───── ОТРЫВОК ДЛЯ ЧТЕНИЯ

Или вот еще: много разного читала про то, что Лопухов изводит своих спортсменок процедурой «отщип жира». Некоторые девочки реально сходили с ума, думали, что Петрович так проверяет, сколько шоколадок они съели. На самом деле, все намного проще: перетренированная мышца запасает жир. И эти отщипы — самый бюджетный и простой способ выяснить, какие группы мышц устали сильнее. Все.
Николай Петрович — из тех тренеров, кто спокойно вводил в рацион шоколад, сухофрукты, орехи, мед, икру. Когда мы ездили на обкатки или на другие сборы, у нас всегда был очень разнообразный стол. Плюс дополнительные перекусы. Если бы он переживал из-за веса, этого всего точно не было бы. Он переживал из-за качества тела, которое, конечно, оставляло желать лучшего, если ты ориентируешься на результаты великих.
Логика такая: если вы не хотите быть великими, идите в другую группу. Никто не держит, но вы же сами заявляетесь как спортсмены высокого уровня. А, оказывается, вам надо еще сопли утирать. «Куда спортсмена ни целуй, все равно получается в жопу», — поговорка Петровича.
— Напрашиваются параллели с другим супертренером — Этери Тутберидзе.
— Да, сейчас же принято ее ругать. Позиция, которая хорошо укладывается во всю эту моду на либерализм.
Этери Тутберидзе как тренер пробилась в топ, когда фигурное катание в России было нулевым, но еще не забылись победы предыдущих поколений. Я очень хорошо помню, как перед Сочи в ОКР заикнулись, что у нас могут быть медали в женском катании — и все смеялись в голос. Два года на то, чтобы встать с колен — это сверхоптимистично. Но Этери Тутберидзе, видимо, была очень нацелена на успех и смогла довести свою спортсменку до блестящих результатов.

──────────

• **ЗАДАНИЕ**: Замените в отрывке «Петровича» на «Лопухова» и перепишите текст между словами «Логика такая: если» и «до блестящих результатов.» включительно. Отвечайте, опираясь только на этот отрывок.

───── ИСХОДНЫЕ ДАННЫЕ

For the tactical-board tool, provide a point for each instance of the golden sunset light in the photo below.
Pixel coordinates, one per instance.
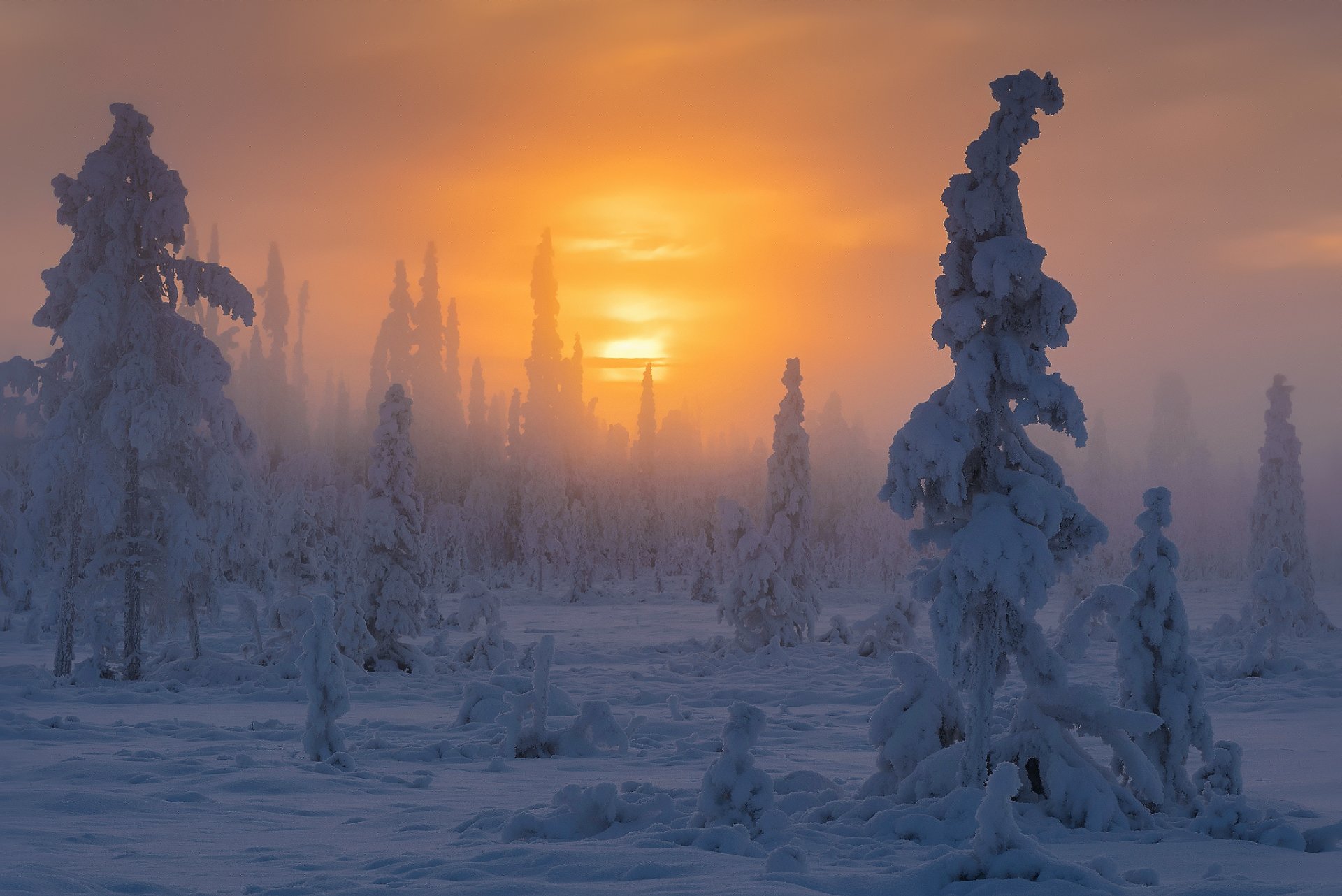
(670, 447)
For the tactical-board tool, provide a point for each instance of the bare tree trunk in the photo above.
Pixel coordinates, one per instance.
(65, 660)
(134, 620)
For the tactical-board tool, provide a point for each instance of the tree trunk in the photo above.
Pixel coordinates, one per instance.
(194, 623)
(65, 659)
(134, 620)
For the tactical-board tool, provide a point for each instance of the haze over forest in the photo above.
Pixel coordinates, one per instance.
(729, 189)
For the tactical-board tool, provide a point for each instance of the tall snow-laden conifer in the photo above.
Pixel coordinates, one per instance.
(646, 448)
(1276, 516)
(300, 385)
(545, 364)
(434, 376)
(789, 494)
(996, 503)
(1157, 674)
(391, 363)
(394, 531)
(138, 470)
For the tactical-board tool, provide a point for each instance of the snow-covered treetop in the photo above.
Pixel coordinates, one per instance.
(275, 312)
(1157, 514)
(999, 315)
(1282, 443)
(129, 214)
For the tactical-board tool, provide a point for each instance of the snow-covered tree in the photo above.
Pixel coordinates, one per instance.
(1157, 674)
(996, 503)
(772, 595)
(138, 471)
(394, 525)
(760, 601)
(541, 416)
(435, 375)
(479, 611)
(911, 723)
(735, 792)
(788, 509)
(391, 363)
(324, 679)
(1276, 518)
(646, 448)
(1276, 609)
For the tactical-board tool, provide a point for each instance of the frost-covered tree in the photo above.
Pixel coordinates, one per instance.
(541, 414)
(990, 499)
(735, 792)
(479, 611)
(1276, 516)
(477, 421)
(435, 375)
(911, 723)
(324, 679)
(788, 509)
(138, 471)
(1276, 608)
(300, 380)
(646, 448)
(394, 526)
(391, 363)
(760, 601)
(1157, 674)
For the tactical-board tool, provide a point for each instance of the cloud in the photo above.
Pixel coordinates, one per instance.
(1318, 245)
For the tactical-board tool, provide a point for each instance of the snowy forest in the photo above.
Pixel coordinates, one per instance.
(268, 630)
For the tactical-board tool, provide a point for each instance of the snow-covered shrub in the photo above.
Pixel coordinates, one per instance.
(394, 529)
(773, 596)
(839, 632)
(1000, 851)
(705, 586)
(891, 628)
(481, 608)
(1276, 608)
(918, 719)
(758, 601)
(1222, 772)
(324, 678)
(1157, 674)
(1079, 623)
(586, 812)
(595, 728)
(733, 790)
(289, 619)
(1276, 516)
(996, 503)
(138, 471)
(520, 739)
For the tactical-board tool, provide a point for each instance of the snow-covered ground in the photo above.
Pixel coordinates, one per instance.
(194, 781)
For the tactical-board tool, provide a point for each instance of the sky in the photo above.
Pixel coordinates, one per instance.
(730, 184)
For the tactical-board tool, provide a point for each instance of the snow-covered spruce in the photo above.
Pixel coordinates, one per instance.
(773, 597)
(890, 628)
(595, 726)
(999, 505)
(391, 363)
(324, 678)
(1276, 516)
(1276, 609)
(918, 719)
(137, 477)
(735, 792)
(1157, 674)
(479, 609)
(394, 531)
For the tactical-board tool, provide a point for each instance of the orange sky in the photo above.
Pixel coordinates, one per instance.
(729, 182)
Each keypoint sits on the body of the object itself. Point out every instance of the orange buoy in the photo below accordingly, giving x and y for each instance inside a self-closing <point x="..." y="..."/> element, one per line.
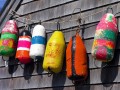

──────────

• **ОТВЕТ**:
Логика такая: если вы не хотите быть великими, идите в другую группу. Никто не держит, но вы же сами заявляетесь как спортсмены высокого уровня. А, оказывается, вам надо еще сопли утирать. «Куда спортсмена ни целуй, все равно получается в жопу», — поговорка Лопухова.
— Напрашиваются параллели с другим супертренером — Этери Тутберидзе.
— Да, сейчас же принято ее ругать. Позиция, которая хорошо укладывается во всю эту моду на либерализм.
Этери Тутберидзе как тренер пробилась в топ, когда фигурное катание в России было нулевым, но еще не забылись победы предыдущих поколений. Я очень хорошо помню, как перед Сочи в ОКР заикнулись, что у нас могут быть медали в женском катании — и все смеялись в голос. Два года на то, чтобы встать с колен — это сверхоптимистично. Но Этери Тутберидзе, видимо, была очень нацелена на успех и смогла довести свою спортсменку до блестящих результатов.